TASK DESCRIPTION:
Please write out all of the entries exactly as they appear.

SUPPLIED DATA:
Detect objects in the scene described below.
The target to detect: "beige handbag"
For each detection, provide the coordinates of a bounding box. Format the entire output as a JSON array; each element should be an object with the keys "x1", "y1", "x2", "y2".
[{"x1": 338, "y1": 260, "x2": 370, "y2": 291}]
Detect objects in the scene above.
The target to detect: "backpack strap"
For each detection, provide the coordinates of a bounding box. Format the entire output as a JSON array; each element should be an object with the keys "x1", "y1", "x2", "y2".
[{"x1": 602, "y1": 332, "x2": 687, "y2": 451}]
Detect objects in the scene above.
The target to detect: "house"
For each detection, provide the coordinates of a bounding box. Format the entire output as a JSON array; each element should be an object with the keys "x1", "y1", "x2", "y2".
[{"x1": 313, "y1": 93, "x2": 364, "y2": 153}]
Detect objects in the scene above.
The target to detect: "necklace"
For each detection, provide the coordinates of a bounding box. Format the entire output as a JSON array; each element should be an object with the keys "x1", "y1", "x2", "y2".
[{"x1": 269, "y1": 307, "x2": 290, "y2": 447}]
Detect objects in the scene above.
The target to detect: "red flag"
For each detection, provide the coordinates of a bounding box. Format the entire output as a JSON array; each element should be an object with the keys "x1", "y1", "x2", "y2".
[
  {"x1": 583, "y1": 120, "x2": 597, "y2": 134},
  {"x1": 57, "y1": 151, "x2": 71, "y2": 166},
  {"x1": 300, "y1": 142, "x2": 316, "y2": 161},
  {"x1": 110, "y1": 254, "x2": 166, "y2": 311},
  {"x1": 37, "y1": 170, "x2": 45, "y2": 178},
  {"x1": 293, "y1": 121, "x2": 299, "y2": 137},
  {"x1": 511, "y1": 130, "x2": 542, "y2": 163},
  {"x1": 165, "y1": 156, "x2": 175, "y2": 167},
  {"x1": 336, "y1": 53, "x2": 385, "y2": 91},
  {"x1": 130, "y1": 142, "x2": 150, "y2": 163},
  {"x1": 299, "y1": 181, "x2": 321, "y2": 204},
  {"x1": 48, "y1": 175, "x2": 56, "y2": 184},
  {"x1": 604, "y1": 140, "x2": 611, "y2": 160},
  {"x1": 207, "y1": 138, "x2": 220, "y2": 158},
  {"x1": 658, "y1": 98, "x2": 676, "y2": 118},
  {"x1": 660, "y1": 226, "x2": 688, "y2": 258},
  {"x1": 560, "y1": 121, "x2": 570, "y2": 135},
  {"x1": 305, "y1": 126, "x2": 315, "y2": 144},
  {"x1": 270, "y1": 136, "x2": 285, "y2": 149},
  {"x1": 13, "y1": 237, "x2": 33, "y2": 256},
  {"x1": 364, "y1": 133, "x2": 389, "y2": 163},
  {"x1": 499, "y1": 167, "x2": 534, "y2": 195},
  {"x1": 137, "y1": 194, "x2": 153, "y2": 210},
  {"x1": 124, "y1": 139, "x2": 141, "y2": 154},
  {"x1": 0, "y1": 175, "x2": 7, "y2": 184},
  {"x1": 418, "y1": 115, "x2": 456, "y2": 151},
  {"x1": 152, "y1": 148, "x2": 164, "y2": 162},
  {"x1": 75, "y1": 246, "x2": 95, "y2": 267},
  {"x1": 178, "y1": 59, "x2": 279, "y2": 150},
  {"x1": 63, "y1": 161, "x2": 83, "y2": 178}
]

WRITTEN ANSWER:
Detect objects in the scene described below.
The target to detect: "beige handbag"
For each detection, provide the coordinates of a bounding box. Format the entire output as a JSON array; each element should be an object with the keys "x1", "y1", "x2", "y2".
[{"x1": 338, "y1": 260, "x2": 370, "y2": 291}]
Detect objects in the scene above.
The target to detect: "backpack strap"
For each detection, provide the coordinates of a bounding box. Format the entire output as a JSON array; each element should be an object with the keys "x1", "y1", "x2", "y2".
[{"x1": 602, "y1": 332, "x2": 687, "y2": 451}]
Detect objects in the scene above.
The target to detect: "house"
For each detection, provide the coordinates of a bounding box. Format the entire output as a JSON array; each element should be an object with the keys "x1", "y1", "x2", "y2".
[{"x1": 313, "y1": 93, "x2": 364, "y2": 153}]
Detect objects in the scene above.
The target to detect: "necklace"
For each detection, provide the coordinates of a bounding box. Format the entire output as a JSON array; each element should be an object with the keys "x1", "y1", "x2", "y2".
[{"x1": 269, "y1": 307, "x2": 290, "y2": 447}]
Detect objects in the scene above.
The target to detect: "red flag"
For each detection, provide the coordinates of a bounding box. Format the entire output as a JSON array; each element should be an object with the keys "x1", "y1", "x2", "y2".
[
  {"x1": 583, "y1": 120, "x2": 597, "y2": 134},
  {"x1": 57, "y1": 151, "x2": 71, "y2": 166},
  {"x1": 300, "y1": 142, "x2": 316, "y2": 161},
  {"x1": 110, "y1": 254, "x2": 166, "y2": 311},
  {"x1": 37, "y1": 170, "x2": 45, "y2": 178},
  {"x1": 293, "y1": 121, "x2": 299, "y2": 137},
  {"x1": 511, "y1": 130, "x2": 542, "y2": 163},
  {"x1": 165, "y1": 156, "x2": 175, "y2": 167},
  {"x1": 336, "y1": 53, "x2": 385, "y2": 91},
  {"x1": 130, "y1": 142, "x2": 150, "y2": 163},
  {"x1": 299, "y1": 181, "x2": 321, "y2": 204},
  {"x1": 48, "y1": 175, "x2": 56, "y2": 184},
  {"x1": 604, "y1": 140, "x2": 611, "y2": 160},
  {"x1": 207, "y1": 138, "x2": 220, "y2": 158},
  {"x1": 658, "y1": 98, "x2": 676, "y2": 118},
  {"x1": 660, "y1": 226, "x2": 688, "y2": 258},
  {"x1": 560, "y1": 121, "x2": 570, "y2": 135},
  {"x1": 305, "y1": 126, "x2": 315, "y2": 144},
  {"x1": 270, "y1": 136, "x2": 285, "y2": 149},
  {"x1": 13, "y1": 237, "x2": 33, "y2": 256},
  {"x1": 364, "y1": 133, "x2": 389, "y2": 163},
  {"x1": 499, "y1": 167, "x2": 534, "y2": 195},
  {"x1": 137, "y1": 194, "x2": 153, "y2": 210},
  {"x1": 124, "y1": 139, "x2": 141, "y2": 154},
  {"x1": 0, "y1": 175, "x2": 7, "y2": 184},
  {"x1": 418, "y1": 115, "x2": 456, "y2": 151},
  {"x1": 152, "y1": 148, "x2": 164, "y2": 162},
  {"x1": 75, "y1": 246, "x2": 95, "y2": 267},
  {"x1": 178, "y1": 59, "x2": 279, "y2": 150},
  {"x1": 63, "y1": 161, "x2": 83, "y2": 178}
]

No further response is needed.